## [THE EXERCISE]
Pick out each line of the material below that contains the string "side", treating uppercase and lowercase letters as distinct.

## [MATERIAL FOR THIS EXERCISE]
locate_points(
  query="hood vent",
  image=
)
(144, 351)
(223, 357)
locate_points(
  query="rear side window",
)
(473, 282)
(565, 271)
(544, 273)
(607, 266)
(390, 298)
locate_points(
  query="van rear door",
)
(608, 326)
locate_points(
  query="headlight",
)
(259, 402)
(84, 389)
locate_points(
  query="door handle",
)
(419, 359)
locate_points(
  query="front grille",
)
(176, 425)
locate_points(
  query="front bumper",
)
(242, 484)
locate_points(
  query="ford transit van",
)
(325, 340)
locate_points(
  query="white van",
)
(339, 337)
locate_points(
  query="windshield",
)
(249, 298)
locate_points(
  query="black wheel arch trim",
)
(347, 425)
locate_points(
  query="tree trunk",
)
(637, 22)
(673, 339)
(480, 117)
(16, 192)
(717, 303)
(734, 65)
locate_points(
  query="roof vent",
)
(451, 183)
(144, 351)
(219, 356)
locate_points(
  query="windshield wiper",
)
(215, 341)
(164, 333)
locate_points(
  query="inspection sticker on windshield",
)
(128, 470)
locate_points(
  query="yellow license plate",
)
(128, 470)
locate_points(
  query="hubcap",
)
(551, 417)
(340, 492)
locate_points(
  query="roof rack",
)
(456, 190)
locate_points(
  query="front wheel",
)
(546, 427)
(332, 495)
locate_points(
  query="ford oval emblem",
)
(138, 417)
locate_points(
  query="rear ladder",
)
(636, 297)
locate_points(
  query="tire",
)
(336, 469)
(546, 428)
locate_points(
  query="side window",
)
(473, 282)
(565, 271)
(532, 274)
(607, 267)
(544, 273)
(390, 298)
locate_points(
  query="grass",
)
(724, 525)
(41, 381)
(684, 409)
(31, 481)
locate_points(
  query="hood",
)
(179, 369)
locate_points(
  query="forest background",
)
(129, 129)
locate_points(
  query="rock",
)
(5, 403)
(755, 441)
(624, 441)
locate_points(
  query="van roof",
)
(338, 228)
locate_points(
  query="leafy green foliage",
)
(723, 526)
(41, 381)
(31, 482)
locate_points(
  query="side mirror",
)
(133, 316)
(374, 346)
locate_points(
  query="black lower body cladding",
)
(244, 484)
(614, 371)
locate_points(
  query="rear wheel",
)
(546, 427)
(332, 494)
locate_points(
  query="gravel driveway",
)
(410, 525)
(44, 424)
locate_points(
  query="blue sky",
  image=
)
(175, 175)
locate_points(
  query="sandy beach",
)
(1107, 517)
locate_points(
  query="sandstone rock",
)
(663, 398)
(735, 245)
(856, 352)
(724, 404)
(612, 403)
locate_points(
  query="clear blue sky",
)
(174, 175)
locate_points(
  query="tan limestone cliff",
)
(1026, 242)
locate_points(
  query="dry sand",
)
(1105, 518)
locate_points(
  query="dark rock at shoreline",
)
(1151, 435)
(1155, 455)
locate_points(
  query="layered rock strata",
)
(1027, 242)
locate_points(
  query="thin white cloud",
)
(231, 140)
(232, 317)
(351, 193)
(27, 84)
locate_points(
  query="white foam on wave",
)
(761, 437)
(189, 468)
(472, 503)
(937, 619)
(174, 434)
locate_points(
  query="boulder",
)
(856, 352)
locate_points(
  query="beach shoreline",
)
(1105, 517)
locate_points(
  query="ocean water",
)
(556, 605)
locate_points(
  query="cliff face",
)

## [PROBLEM SOLUTION]
  query="rear side window",
  query="side window",
  query="side mirror",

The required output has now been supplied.